Stored data entries

===

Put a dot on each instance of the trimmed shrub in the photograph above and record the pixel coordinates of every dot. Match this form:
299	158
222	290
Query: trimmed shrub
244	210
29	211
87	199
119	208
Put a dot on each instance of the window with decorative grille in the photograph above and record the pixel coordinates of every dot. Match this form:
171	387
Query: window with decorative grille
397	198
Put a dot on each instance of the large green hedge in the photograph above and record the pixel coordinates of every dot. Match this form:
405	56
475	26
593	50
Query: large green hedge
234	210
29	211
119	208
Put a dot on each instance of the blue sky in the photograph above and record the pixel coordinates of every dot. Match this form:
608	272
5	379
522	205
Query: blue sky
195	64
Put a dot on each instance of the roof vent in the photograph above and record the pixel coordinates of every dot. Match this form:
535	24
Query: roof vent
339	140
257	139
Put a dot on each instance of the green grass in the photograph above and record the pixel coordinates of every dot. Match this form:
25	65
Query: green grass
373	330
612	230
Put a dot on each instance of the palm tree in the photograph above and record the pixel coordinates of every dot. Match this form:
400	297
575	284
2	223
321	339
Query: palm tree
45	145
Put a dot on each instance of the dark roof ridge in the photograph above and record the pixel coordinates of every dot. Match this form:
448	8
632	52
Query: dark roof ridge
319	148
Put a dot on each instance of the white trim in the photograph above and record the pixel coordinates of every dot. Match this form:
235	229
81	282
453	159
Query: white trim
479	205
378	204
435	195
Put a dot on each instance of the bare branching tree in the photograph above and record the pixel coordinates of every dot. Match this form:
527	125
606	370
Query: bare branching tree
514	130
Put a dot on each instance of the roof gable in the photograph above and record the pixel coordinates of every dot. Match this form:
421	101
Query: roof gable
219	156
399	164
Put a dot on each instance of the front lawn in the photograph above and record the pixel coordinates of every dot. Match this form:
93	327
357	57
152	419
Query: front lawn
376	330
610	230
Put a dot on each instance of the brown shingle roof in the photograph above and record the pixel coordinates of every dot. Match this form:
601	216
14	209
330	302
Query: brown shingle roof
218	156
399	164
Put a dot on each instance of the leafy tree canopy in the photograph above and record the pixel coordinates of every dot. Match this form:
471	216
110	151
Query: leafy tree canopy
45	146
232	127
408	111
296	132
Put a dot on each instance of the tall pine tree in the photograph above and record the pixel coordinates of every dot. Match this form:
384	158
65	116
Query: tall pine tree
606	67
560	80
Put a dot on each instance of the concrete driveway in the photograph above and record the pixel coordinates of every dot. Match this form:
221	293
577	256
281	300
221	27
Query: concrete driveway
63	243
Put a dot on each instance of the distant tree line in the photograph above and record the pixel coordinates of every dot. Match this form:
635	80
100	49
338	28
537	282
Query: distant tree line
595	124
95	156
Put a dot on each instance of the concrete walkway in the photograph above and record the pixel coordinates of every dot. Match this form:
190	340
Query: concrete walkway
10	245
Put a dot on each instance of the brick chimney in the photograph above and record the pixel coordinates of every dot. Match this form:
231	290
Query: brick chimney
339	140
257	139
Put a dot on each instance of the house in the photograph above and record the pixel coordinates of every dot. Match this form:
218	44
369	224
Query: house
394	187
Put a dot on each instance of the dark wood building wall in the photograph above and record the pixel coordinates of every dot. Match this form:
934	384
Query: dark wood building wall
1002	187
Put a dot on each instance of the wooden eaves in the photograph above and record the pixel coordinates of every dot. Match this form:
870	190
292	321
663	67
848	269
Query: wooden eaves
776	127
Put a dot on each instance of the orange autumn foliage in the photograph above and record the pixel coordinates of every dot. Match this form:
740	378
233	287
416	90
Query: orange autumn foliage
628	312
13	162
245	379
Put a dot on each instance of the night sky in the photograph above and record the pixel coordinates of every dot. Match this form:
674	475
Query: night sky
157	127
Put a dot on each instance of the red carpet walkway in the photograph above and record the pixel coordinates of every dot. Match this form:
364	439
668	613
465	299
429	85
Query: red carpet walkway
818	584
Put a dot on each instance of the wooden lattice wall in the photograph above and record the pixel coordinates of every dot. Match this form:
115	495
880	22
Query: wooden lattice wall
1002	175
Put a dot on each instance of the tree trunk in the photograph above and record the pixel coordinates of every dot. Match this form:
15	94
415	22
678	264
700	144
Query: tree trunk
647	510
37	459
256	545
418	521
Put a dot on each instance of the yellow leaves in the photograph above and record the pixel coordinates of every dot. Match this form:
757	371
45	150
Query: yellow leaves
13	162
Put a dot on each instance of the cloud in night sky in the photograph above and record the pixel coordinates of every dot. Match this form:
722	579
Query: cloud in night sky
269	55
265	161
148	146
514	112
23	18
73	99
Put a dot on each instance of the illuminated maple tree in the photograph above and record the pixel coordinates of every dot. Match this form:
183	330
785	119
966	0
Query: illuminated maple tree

===

ABOUT THIS EXERCISE
Gather from the entries above all lines that include the string "illuminated".

EXERCISE OUTPUT
Put a dot on each instance of the illuminated maple tree in the photograph above and record the pixel coordinates of every dot. Match this form:
Query: illuminated maple tree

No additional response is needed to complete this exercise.